§ WHAT IS NEEDED: Edit the rows below so that "trace the outline" becomes "draw the boundary" everywhere and nothing else changes. Leave the pictures out of your answer.

Image boundary annotation rows:
————
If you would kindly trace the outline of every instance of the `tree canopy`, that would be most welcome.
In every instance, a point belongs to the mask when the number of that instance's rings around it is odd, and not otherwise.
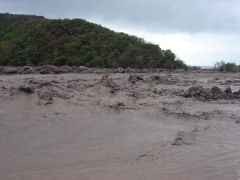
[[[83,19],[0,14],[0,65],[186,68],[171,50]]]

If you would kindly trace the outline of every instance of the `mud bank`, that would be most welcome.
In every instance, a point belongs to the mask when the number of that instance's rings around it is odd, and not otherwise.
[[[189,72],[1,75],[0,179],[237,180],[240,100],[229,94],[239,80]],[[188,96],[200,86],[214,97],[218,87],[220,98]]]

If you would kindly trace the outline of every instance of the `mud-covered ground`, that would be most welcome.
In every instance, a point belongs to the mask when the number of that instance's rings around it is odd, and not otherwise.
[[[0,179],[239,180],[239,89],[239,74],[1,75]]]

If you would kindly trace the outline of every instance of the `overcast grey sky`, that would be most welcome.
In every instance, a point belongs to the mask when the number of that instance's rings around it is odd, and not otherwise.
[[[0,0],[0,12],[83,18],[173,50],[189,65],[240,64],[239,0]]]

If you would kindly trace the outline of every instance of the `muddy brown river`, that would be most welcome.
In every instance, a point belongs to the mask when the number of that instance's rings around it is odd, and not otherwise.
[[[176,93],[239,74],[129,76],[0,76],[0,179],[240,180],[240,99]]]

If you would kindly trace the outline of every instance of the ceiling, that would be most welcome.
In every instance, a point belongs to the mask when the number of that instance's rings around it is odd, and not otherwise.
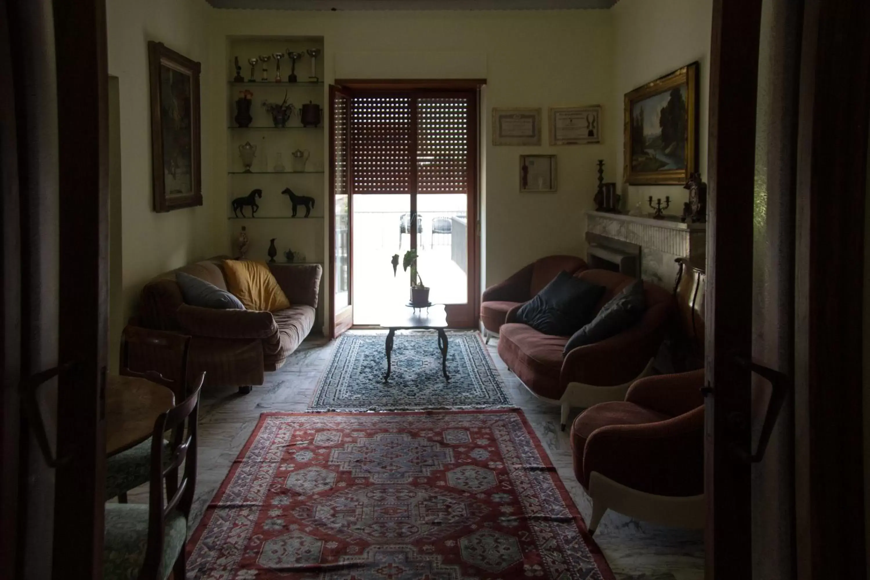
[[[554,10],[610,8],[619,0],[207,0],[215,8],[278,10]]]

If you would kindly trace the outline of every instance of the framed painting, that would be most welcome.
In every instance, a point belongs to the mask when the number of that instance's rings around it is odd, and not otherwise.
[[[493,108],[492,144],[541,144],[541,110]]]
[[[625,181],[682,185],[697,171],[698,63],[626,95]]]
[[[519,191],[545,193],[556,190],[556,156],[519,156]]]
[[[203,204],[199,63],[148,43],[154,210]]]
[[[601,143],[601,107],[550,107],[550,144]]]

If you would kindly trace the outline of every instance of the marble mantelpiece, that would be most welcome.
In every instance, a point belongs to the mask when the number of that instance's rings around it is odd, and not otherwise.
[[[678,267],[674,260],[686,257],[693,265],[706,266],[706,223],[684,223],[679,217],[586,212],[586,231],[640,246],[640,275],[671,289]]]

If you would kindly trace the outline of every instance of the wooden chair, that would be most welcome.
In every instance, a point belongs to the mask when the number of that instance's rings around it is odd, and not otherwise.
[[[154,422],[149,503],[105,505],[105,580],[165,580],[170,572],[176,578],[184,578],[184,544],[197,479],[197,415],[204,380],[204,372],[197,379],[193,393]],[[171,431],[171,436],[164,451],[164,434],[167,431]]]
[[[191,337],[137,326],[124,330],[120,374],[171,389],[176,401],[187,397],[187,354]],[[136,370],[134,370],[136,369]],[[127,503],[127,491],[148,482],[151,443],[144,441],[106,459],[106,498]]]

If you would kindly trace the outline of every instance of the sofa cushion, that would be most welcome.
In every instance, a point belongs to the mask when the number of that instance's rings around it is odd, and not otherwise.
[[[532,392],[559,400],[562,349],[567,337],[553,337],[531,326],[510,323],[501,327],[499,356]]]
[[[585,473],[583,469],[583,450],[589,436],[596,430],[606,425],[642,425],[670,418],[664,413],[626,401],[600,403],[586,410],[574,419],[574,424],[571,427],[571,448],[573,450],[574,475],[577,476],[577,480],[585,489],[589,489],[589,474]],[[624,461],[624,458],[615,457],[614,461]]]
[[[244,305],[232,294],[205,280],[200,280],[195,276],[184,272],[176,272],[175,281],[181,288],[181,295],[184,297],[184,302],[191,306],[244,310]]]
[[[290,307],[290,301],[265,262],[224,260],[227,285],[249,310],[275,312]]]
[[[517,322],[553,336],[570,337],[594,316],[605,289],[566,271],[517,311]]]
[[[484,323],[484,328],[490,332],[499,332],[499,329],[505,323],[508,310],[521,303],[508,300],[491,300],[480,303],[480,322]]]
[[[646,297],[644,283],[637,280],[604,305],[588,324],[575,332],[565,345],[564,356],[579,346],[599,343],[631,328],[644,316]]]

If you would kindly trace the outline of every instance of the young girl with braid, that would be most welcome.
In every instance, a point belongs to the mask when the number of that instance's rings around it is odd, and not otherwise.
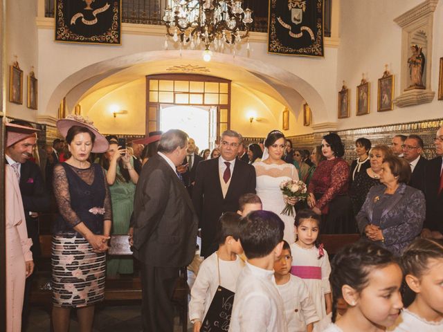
————
§ EXERCISE RESULT:
If you would kindly draw the boundary of every instance of the `tree canopy`, that would be most welcome.
In every instance, a point belongs to the mask when the number of that instance's rings around it is odd, and not otherwise.
[[[83,19],[0,14],[0,65],[186,68],[171,50]]]

If you would kindly draw the boundary of every instance of the `mud bank`, that would be most welcome.
In every instance, a point belongs to the mask when the number of that instance's rings around it is odd, and not otherwise.
[[[189,72],[1,75],[0,179],[237,180],[240,100],[229,94],[239,80]],[[188,96],[200,86],[214,97],[218,87],[220,98]]]

If you would kindly draw the boundary of every instance of the `mud-covered ground`, that would be most welcome.
In every instance, a point belongs to the mask when the number of that instance's rings around it is odd, and not otherwise.
[[[0,179],[239,180],[239,89],[239,74],[1,75]]]

If you would kindly draw the boundary of every instance of the `overcast grey sky`, that would be most welcome.
In every instance, a point belongs to the mask when the number of that instance's rings around it is odd, and not otherwise.
[[[0,0],[0,12],[83,18],[173,50],[189,65],[240,64],[239,0]]]

If you would kindly draw the boundary of every instance of the `muddy brown river`, that would be most welcome.
In every instance, a point belongs to the mask when the number of that instance's rings around it is odd, and not otherwise.
[[[176,93],[239,74],[129,76],[0,76],[0,179],[240,180],[240,99]]]

If you would kindly draw the boundary of every instance of the ceiling, that would be most welcome.
In every instance, a point belongs to the mask when the number of that instance's rings around it is odd, and not otherwise.
[[[554,10],[610,8],[619,0],[207,0],[215,8],[278,10]]]

If you would kindly draw the boundary of every instance of the framed painting, that would be most welcome.
In every instance, a point belongs to the mask when the number of that instance's rings around it is odd, and not otherwise.
[[[493,108],[492,144],[541,144],[541,110]]]
[[[625,181],[682,185],[697,171],[698,63],[626,95]]]
[[[519,191],[545,193],[556,190],[556,156],[519,156]]]
[[[203,204],[199,63],[148,43],[154,210]]]
[[[601,143],[601,107],[550,107],[550,144]]]

If you would kindly draw the boundary of every instance of the marble mantelpiece, that would be most welcome.
In every instance, a point belongs to the mask when the number of that instance's rings around it is odd, and not otherwise.
[[[678,267],[674,260],[686,257],[693,265],[706,266],[706,223],[684,223],[679,217],[586,212],[586,231],[640,246],[640,275],[671,289]]]

If you would kindly draw the boundary of every instance of the wooden chair, that would be most welcome.
In every instance, a point belongs to the mask when the number of that instance's rings around it is odd, and not otherwise.
[[[154,422],[149,503],[105,505],[105,580],[165,580],[170,572],[176,578],[184,578],[184,544],[197,479],[197,415],[204,380],[204,372],[197,379],[193,393]],[[171,431],[171,436],[164,451],[164,434],[167,431]]]
[[[191,337],[137,326],[124,330],[120,374],[171,389],[176,401],[187,397],[187,354]],[[136,370],[134,370],[136,369]],[[127,503],[127,491],[148,482],[151,443],[144,441],[106,459],[106,498]]]

If you would kindly draw the boundary of every instance of the sofa cushion, that would be most welcome.
In every instance, a point belongs to the mask when the number of that instance's rings around it is odd, and not otherwise.
[[[532,392],[559,400],[562,349],[567,337],[553,337],[531,326],[510,323],[501,327],[499,356]]]
[[[585,473],[583,469],[583,450],[589,436],[596,430],[606,425],[642,425],[670,418],[664,413],[626,401],[600,403],[586,410],[574,419],[574,424],[571,427],[571,448],[573,450],[574,475],[577,476],[577,480],[585,489],[589,489],[589,474]],[[624,461],[624,458],[615,457],[614,461]]]
[[[244,305],[232,294],[205,280],[200,280],[195,276],[184,272],[176,272],[175,281],[181,288],[181,295],[184,297],[184,302],[191,306],[244,310]]]
[[[290,307],[290,301],[265,262],[224,260],[227,285],[249,310],[275,312]]]
[[[517,322],[553,336],[570,337],[594,316],[605,289],[566,271],[517,311]]]
[[[484,323],[484,328],[490,332],[499,332],[499,329],[505,323],[508,310],[521,303],[508,300],[491,300],[480,303],[480,322]]]
[[[646,297],[644,283],[637,280],[604,305],[588,324],[575,332],[565,345],[564,356],[579,346],[599,343],[631,328],[644,316]]]

If you would kindly draw the boundary of every instance of the young girl with braid, that would be most welcome.
In every instance, a point belongs to the mask when the number of that instance's rings around it is odd, and not otherwise.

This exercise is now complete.